Collected data
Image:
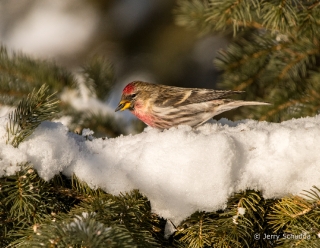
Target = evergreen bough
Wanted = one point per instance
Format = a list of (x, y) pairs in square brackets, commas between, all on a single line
[(273, 54)]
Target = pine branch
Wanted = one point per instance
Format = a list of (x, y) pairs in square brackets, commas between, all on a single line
[(19, 74), (37, 107)]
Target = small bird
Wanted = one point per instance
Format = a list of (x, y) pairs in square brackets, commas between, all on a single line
[(162, 106)]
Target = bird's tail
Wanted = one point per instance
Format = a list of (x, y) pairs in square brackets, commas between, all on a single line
[(236, 104)]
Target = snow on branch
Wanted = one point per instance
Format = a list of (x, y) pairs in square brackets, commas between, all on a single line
[(180, 170)]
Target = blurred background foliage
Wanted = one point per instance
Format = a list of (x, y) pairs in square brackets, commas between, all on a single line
[(88, 51), (83, 48)]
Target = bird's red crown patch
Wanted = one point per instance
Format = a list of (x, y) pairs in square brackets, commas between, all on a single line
[(128, 89)]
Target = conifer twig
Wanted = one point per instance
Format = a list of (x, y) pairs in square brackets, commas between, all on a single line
[(31, 111)]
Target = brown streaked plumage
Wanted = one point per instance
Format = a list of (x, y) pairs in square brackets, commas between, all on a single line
[(162, 106)]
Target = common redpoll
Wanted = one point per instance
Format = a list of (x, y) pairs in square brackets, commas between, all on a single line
[(162, 106)]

WHAT IS NEEDED :: Retype the entries word for word. Omit any images.

COMPLETE ANSWER ::
Image:
Target = evergreen bough
Wanted = one point per instance
Format = a list of (x, y) pairs in square brackets, commas between, all on a single line
[(273, 54)]
Target = pine branch
Wanted = one point per instance
Format = a list of (x, y) pairs in square brackets, commas between, all on a single line
[(19, 74), (37, 107)]
Target = small bird
Wanted = one point per instance
Format = a list of (x, y) pairs in square brackets, commas between, all on a single line
[(162, 106)]
Target = bird's tail
Wanted = one point per instance
Format = a list of (x, y) pairs in square brackets, commas between, all on a single line
[(236, 104)]
Target = snow on branch
Wanted = one point per instance
Format = a list of (x, y) pairs in square brackets, commas between, all on a single line
[(180, 170)]
Target = blurred background foliage
Wanted = one point per instance
Format = a list of (x, y) pairs in square brackets, commas between, all on a single line
[(88, 51), (83, 48)]
Target = bird's red crown patch
Wanted = one point per instance
Format = a list of (x, y) pairs in square brackets, commas between, all on a single line
[(128, 89)]
Target = conifer twig
Wanted = one point per instance
Format = a list of (x, y) pairs in square brackets, commas between, all on a single line
[(31, 111)]
Target = brown streaked plumage
Wanted = one point per instance
Format = a list of (x, y) pairs in square brackets, commas between, all on a single line
[(162, 106)]
Target = common redpoll
Wanted = one point per instance
Format = a list of (x, y) pairs in square brackets, commas between, all on a single line
[(162, 106)]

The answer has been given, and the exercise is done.